Job A
In the data science workflow guide, rewrite the stretch from "Define success. How" through "(Sample size calculations).", substituting "goals" for each occurrence of "objectives".
Job B
Return every line of the rows that contains the string "white". Case counts.
— START OF Document passage —
Table of Contents

1. Process
2. Objectives
3. Data Collection
   1. Experimental Design
4. Data Specification
   1. Determine Statistical Type
   2. Determine Roles
   3. Determine Validation Rules
5. Data Correction
   1. String Correction
   2. Numeric Correction
   3. Missing Correction
6. Determine Model Validation Scheme
7. Data Exploration
8. Establish Baseline Performance and Evaluation Metrics
9. Feature Engineering and Model Selection
10. Training and Tuning
11. Model Evaluation
12. Model Interpretation
13. Reporting and Deployment
14. References

Process

Objectives

Understand utilities. What are the costs of erroneous predictions? What are the benefits of correct predictions? This should (help) determine your scoring function.

Determine Constraints. Do you want predictions? Does the model need to be interpretable? What resources do you have?

Define success. How do you know you're done?

Data Collection

If possible, estimate how much data will be needed to satisfactorily meet the objectives. Alternatively (if more data collection is not possible), determine to what extent the data available will meet those objectives. (Sample size calculations).

Collect the data in raw form, if not provided.

Experimental Design

Statistically optimal ways of collecting data. The mantra is: To get the most from your experiments, reduce the variance. (Good 2005) When data collection is expensive, try to do it in the best way possible. Can be used for computer simulations, too. Consider active learning if you need to label data.

Data Specification

What does clean data look like? These properties should be part of the data validation process. Anything in the data that deviates from this specification needs to be corrected or otherwise addressed before modeling. Garbage In, Garbage Out.
— END OF Document passage —
— START OF Material provided —
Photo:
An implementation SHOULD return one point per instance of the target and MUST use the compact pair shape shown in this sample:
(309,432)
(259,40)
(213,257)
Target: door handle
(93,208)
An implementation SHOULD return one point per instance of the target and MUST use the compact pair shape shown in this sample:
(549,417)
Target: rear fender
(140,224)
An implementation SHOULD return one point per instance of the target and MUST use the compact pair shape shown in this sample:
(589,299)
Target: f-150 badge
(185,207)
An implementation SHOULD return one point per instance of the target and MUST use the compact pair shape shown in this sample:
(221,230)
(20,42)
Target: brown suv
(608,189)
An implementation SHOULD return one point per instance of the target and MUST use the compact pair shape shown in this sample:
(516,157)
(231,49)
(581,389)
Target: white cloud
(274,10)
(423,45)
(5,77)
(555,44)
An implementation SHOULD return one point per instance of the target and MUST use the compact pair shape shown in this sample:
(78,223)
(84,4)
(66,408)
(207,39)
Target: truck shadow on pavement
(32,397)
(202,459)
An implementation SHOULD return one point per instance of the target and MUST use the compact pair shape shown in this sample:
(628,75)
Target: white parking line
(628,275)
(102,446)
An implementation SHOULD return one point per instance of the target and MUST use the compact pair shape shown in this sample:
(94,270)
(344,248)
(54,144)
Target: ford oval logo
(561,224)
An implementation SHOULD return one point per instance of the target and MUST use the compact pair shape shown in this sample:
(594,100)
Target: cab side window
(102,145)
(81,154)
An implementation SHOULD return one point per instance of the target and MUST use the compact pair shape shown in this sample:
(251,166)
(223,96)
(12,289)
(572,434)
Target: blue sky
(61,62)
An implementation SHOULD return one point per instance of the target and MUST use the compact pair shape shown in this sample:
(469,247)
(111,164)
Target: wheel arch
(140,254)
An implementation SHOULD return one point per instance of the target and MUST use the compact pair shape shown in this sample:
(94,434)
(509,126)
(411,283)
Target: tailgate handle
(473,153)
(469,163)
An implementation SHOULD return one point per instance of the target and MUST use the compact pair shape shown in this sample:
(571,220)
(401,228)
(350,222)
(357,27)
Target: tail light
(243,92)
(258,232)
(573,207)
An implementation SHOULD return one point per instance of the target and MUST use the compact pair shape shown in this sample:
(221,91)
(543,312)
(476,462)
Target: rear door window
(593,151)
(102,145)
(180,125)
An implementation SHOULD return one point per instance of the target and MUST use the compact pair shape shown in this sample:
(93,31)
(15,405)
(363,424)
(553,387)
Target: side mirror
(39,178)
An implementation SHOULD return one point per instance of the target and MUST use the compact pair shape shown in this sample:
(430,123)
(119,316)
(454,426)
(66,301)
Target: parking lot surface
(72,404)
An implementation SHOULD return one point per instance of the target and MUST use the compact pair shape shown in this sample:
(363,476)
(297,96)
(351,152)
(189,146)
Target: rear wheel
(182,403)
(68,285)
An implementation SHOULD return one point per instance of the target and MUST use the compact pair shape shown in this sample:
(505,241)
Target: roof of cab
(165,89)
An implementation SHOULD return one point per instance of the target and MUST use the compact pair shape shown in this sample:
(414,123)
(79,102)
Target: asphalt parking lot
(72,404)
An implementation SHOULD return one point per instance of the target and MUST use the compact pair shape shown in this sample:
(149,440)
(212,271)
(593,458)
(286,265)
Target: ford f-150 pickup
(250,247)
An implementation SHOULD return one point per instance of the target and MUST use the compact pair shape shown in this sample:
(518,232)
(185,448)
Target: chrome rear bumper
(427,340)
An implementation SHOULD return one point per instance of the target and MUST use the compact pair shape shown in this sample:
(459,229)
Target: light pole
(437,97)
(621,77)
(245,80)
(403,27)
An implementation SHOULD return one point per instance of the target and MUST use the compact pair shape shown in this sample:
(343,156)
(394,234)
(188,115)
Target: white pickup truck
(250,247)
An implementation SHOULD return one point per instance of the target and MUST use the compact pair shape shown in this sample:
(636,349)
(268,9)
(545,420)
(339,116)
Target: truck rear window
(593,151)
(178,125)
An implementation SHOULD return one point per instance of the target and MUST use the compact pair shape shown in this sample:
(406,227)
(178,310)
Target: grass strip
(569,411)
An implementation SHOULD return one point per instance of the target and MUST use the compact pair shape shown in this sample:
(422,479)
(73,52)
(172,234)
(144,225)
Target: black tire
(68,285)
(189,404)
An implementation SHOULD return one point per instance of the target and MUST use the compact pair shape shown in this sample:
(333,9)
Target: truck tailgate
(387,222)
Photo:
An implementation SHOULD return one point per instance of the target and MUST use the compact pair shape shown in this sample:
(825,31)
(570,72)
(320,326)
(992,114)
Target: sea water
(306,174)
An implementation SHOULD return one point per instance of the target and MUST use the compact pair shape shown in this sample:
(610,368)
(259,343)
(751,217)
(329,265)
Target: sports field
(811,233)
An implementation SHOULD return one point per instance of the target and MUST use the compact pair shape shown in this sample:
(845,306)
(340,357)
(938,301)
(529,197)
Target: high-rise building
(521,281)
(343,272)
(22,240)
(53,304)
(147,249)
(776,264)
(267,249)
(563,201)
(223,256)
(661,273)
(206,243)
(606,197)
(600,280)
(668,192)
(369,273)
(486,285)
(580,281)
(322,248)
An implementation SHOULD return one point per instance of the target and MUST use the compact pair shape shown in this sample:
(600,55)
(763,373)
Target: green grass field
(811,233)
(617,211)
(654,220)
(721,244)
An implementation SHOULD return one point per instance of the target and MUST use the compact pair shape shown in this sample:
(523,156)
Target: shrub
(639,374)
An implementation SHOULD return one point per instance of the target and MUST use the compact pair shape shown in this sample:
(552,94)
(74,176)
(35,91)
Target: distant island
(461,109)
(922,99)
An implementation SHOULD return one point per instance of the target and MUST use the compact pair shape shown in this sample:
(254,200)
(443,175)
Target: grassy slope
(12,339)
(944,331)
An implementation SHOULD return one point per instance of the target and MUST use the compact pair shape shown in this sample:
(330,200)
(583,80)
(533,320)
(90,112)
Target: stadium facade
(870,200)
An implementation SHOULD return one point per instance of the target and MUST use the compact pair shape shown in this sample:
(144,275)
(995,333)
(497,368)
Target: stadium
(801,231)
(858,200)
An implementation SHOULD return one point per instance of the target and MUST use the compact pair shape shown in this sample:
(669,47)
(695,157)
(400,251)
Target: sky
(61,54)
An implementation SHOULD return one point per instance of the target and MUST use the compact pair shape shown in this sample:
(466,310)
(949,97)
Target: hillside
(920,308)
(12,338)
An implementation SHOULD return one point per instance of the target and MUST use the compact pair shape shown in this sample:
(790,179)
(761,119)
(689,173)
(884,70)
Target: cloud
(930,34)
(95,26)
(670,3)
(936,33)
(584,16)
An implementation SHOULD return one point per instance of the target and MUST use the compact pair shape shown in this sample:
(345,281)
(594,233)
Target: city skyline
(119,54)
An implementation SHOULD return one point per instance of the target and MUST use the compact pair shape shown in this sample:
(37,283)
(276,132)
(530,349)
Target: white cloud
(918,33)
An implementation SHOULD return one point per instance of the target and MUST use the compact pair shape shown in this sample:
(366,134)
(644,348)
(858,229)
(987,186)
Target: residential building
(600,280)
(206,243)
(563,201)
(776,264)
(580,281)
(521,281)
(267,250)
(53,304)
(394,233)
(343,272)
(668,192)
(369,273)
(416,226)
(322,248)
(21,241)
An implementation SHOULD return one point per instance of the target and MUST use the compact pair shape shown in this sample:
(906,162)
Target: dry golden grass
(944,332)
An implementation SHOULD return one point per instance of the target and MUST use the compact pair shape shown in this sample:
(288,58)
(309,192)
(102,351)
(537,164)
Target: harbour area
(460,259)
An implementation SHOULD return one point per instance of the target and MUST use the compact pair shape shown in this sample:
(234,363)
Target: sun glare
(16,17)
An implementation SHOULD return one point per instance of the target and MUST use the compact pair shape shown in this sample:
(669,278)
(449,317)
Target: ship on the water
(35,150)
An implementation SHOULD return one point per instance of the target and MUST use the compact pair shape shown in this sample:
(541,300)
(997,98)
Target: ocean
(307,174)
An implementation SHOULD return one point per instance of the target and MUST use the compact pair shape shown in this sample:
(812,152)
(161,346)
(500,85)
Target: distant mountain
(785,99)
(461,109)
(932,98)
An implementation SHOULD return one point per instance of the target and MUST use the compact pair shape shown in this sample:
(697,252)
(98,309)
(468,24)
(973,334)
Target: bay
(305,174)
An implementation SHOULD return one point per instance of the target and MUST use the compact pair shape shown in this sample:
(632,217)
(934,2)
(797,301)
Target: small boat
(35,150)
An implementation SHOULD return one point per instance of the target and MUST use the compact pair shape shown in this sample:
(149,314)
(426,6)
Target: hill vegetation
— END OF Material provided —
Task result A
Define success. How do you know you're done?

Data Collection

If possible, estimate how much data will be needed to satisfactorily meet the goals. Alternatively (if more data collection is not possible), determine to what extent the data available will meet those goals. (Sample size calculations).

Task result B
Target: white cloud
Target: white parking line
Target: white pickup truck
Target: white cloud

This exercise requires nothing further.